"""

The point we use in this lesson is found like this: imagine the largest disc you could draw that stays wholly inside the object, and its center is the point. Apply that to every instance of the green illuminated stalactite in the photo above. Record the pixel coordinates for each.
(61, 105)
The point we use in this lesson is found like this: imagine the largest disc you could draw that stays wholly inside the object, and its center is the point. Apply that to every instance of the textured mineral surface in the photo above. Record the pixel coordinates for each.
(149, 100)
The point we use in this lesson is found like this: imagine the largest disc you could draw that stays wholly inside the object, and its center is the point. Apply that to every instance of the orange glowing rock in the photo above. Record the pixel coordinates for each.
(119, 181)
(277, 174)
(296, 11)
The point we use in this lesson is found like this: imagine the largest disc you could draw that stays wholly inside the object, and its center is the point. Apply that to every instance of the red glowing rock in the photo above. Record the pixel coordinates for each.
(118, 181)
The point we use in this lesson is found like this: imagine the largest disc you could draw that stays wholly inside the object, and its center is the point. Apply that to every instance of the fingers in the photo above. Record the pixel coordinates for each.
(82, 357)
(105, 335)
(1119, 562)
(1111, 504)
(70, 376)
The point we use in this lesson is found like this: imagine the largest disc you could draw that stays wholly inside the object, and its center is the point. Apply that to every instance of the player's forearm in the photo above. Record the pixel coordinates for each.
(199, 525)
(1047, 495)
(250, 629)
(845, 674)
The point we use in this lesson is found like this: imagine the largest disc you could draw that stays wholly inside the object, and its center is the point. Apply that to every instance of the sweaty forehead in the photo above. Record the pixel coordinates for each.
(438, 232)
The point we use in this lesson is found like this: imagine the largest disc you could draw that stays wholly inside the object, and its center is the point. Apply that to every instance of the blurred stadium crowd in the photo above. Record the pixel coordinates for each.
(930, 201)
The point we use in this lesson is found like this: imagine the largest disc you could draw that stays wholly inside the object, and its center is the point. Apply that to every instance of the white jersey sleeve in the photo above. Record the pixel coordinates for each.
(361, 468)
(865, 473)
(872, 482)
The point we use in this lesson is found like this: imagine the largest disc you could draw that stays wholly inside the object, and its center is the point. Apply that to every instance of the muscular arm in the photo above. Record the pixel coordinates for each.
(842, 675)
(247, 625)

"""

About this exercise: Each of the records is to be repeated word for word.

Task result:
The point we use in this lesson is found like this: imagine the largest disc you could draw that stays wholly inside the object, and its center is the point. Apply that to every instance of the green illuminated stalactite in the photo above. Record the pixel coordinates for each.
(61, 105)
The point we use in this lesson is found like this: imagine the largest disc you could draw that stays wholly inside the object, and its center is the point. Apply that to every instance of the textured mineral surface in the photo above. Record the pixel coordinates for each.
(149, 100)
The point we use in this lesson is found like this: imagine the largest disc you could draw that stays wholly inside the object, and its center is the point. Apply that to every instance of the orange glowing rock in the photo above. Record the pixel coordinates for each.
(119, 181)
(277, 174)
(296, 11)
The point we use in this lesson is found like this: imagine the largest disc you could draw that stays wholly inside the object, and its center is the point. Apply that to every instance of the red glowing rock in the photo above. Record the pixel coordinates for each.
(118, 181)
The point we use in this lesson is found like this: imagine the largest disc you could draw that stays wholly inside the object, and its center is the point. Apply that to every instance of the fingers in the photo above. Record the pixel coordinates for each.
(82, 357)
(105, 335)
(1119, 562)
(1111, 504)
(70, 376)
The point we use in this lesson is found like this: imagine the largest disc you could draw that stays wholly inside the object, and its center is the point. Apply that to every instance of the player's forearm in the photo above. Record the pixel coordinates for each.
(199, 525)
(1047, 495)
(250, 629)
(845, 674)
The point we use in this lesson is found like this: imagine the largest disc you could draw that stays wholly inside the object, and its center is the point. Apply that to every instance of the sweaty forehead in the photo above. Record the pixel coordinates for each.
(438, 232)
The point we use in this lesson is found like this: imagine the largest disc you could draw that stays wholly inside the object, and its center is the point. Apply that to every instance of the blurred stadium crowd in the photo above. Record the pixel coordinates for each.
(930, 201)
The point we use in this lesson is found like this: imagine the largest disc you could draw that stays wholly inside the object, and its center is the point. Apply that to every instance of the white jersey sleeve in the photo above. Record the pixel coordinates for each.
(361, 468)
(865, 473)
(872, 482)
The point we use in this lesson is found like this: imagine the largest disc you could draw that stays wholly inside the object, and its center is the point. Apply that to every instance of the muscular arm in the photo above. Record the pixel coordinates for each.
(842, 675)
(247, 625)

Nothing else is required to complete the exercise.